Dataset excerpt
##############################
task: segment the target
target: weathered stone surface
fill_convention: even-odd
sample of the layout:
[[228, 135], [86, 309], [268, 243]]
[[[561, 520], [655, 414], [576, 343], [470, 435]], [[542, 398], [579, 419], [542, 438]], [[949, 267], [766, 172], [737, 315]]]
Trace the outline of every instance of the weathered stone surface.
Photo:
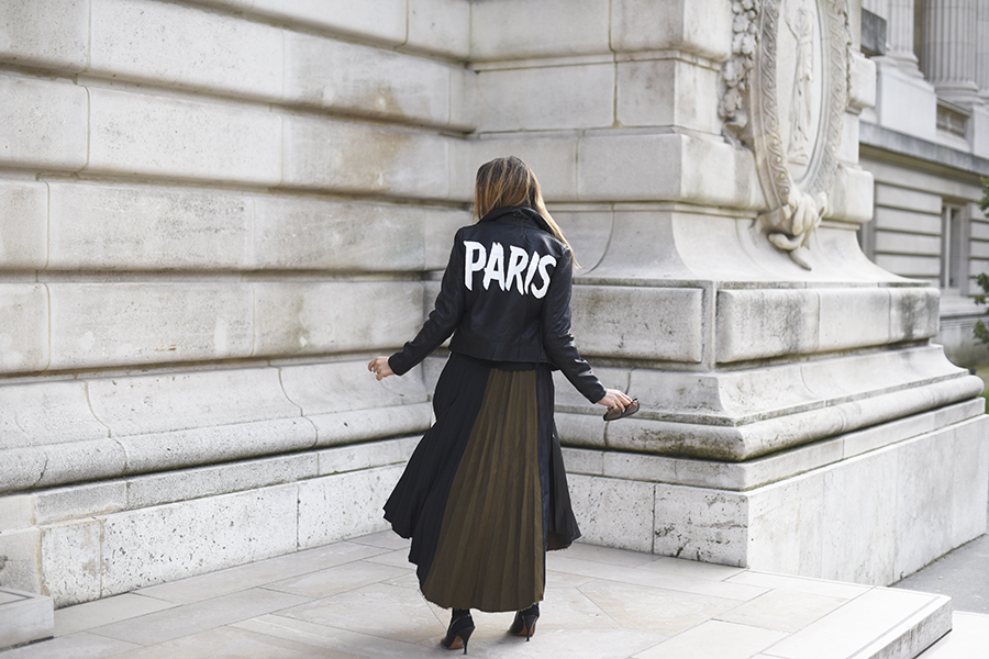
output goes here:
[[696, 288], [577, 286], [574, 334], [587, 355], [697, 364], [703, 356], [703, 298]]
[[748, 502], [736, 492], [656, 485], [653, 551], [745, 566]]
[[890, 289], [890, 340], [931, 338], [937, 334], [940, 291], [934, 287]]
[[594, 545], [652, 551], [652, 483], [590, 478], [568, 479], [570, 501], [582, 538]]
[[99, 378], [88, 387], [93, 414], [114, 437], [300, 416], [275, 368]]
[[574, 258], [580, 266], [574, 271], [577, 280], [601, 263], [611, 237], [614, 213], [605, 204], [553, 204], [549, 212], [567, 236]]
[[286, 35], [285, 96], [292, 102], [444, 126], [451, 66], [308, 34]]
[[0, 650], [48, 638], [54, 630], [52, 597], [0, 589]]
[[401, 474], [380, 467], [299, 483], [299, 548], [387, 529], [381, 506]]
[[448, 144], [438, 135], [286, 116], [285, 185], [444, 199]]
[[409, 0], [405, 46], [467, 59], [470, 11], [469, 0]]
[[43, 284], [0, 284], [0, 372], [48, 367], [48, 291]]
[[0, 496], [0, 532], [31, 526], [34, 522], [34, 501], [31, 494]]
[[718, 361], [815, 353], [820, 324], [813, 291], [718, 291]]
[[477, 96], [482, 132], [610, 127], [614, 124], [614, 65], [482, 70]]
[[321, 450], [316, 454], [320, 462], [319, 474], [332, 476], [389, 465], [398, 465], [404, 469], [405, 462], [421, 438], [416, 435], [402, 439], [368, 442]]
[[4, 2], [0, 25], [0, 62], [70, 72], [86, 68], [89, 0]]
[[[304, 416], [348, 412], [355, 410], [355, 404], [359, 411], [421, 404], [429, 400], [430, 393], [415, 377], [376, 380], [365, 360], [285, 366], [281, 386], [285, 395]], [[342, 391], [347, 395], [342, 396]]]
[[304, 453], [137, 476], [126, 480], [127, 507], [151, 507], [292, 483], [315, 477], [318, 462], [316, 454]]
[[277, 114], [99, 87], [89, 102], [89, 172], [281, 182]]
[[577, 142], [569, 136], [535, 133], [520, 137], [508, 133], [467, 143], [456, 142], [452, 153], [451, 197], [454, 199], [471, 201], [477, 168], [488, 160], [510, 155], [522, 158], [532, 168], [547, 200], [578, 199]]
[[129, 484], [109, 481], [53, 488], [31, 495], [34, 523], [53, 524], [125, 510]]
[[[589, 133], [578, 144], [585, 201], [685, 201], [749, 208], [758, 194], [752, 153], [723, 138], [652, 131]], [[711, 171], [722, 185], [710, 186]]]
[[0, 163], [76, 171], [87, 163], [89, 100], [66, 81], [0, 76]]
[[[470, 9], [474, 62], [611, 54], [607, 2], [502, 0]], [[505, 15], [512, 16], [511, 29], [491, 30], [504, 24]]]
[[108, 428], [92, 415], [84, 382], [56, 380], [0, 387], [0, 436], [4, 449], [108, 435]]
[[45, 473], [44, 449], [8, 448], [0, 450], [0, 484], [4, 492], [32, 488]]
[[713, 67], [674, 56], [619, 63], [618, 122], [720, 134], [718, 74]]
[[319, 31], [399, 45], [407, 34], [405, 4], [405, 0], [366, 0], [360, 4], [347, 0], [254, 0], [249, 11]]
[[[53, 370], [251, 355], [249, 284], [118, 282], [47, 288]], [[114, 322], [107, 323], [108, 317]]]
[[834, 192], [827, 200], [827, 219], [863, 224], [873, 219], [873, 175], [865, 169], [838, 165]]
[[242, 269], [254, 199], [188, 188], [49, 183], [53, 270]]
[[618, 0], [611, 45], [618, 52], [677, 49], [715, 60], [731, 56], [732, 5], [719, 0]]
[[164, 471], [312, 448], [316, 435], [305, 418], [275, 418], [122, 437], [126, 473]]
[[419, 331], [421, 295], [411, 282], [256, 283], [254, 354], [400, 347]]
[[278, 99], [282, 30], [144, 0], [91, 0], [87, 72]]
[[880, 64], [878, 68], [876, 115], [879, 123], [898, 133], [934, 142], [937, 138], [934, 87], [894, 63]]
[[34, 450], [44, 454], [44, 469], [36, 487], [112, 478], [127, 466], [125, 448], [113, 439], [66, 442]]
[[0, 181], [0, 264], [3, 269], [44, 268], [48, 260], [45, 186]]
[[318, 445], [333, 446], [424, 433], [430, 427], [431, 417], [432, 406], [421, 403], [316, 414], [309, 418], [316, 428]]
[[45, 590], [56, 606], [100, 597], [100, 523], [96, 520], [55, 524], [42, 530]]
[[[913, 513], [909, 514], [919, 512], [916, 502], [911, 501], [901, 489], [905, 484], [902, 478], [897, 477], [898, 466], [902, 468], [904, 458], [907, 461], [912, 459], [912, 456], [902, 453], [904, 450], [909, 451], [909, 446], [899, 450], [876, 451], [846, 460], [824, 472], [821, 547], [803, 551], [804, 562], [821, 561], [821, 578], [855, 583], [892, 583], [899, 579], [893, 573], [898, 557], [922, 544], [916, 536], [897, 537], [898, 530], [902, 534], [898, 511], [912, 509]], [[933, 455], [929, 459], [937, 461]], [[926, 484], [934, 485], [933, 482]], [[924, 488], [925, 496], [935, 499], [936, 488]], [[891, 492], [896, 492], [896, 496], [890, 495]], [[802, 504], [804, 509], [813, 506], [807, 500]], [[927, 532], [942, 535], [935, 527]], [[944, 551], [927, 554], [924, 563], [942, 554]], [[798, 573], [807, 572], [808, 566], [800, 566]]]
[[296, 515], [280, 485], [103, 517], [102, 596], [293, 551]]
[[470, 222], [464, 211], [437, 208], [284, 197], [252, 201], [256, 213], [254, 263], [265, 269], [443, 268], [453, 234]]
[[0, 533], [0, 583], [29, 593], [40, 593], [44, 588], [41, 569], [41, 532], [23, 528]]
[[876, 62], [852, 51], [848, 63], [848, 104], [855, 110], [876, 104]]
##############################
§ EXERCISE: Locate each line of the listing above that contains the string "weathered", with case treated as significant, and copy those lines.

§ TASK RESPONSE:
target: weathered stone surface
Trace the outline of every instance of the weathered stone surface.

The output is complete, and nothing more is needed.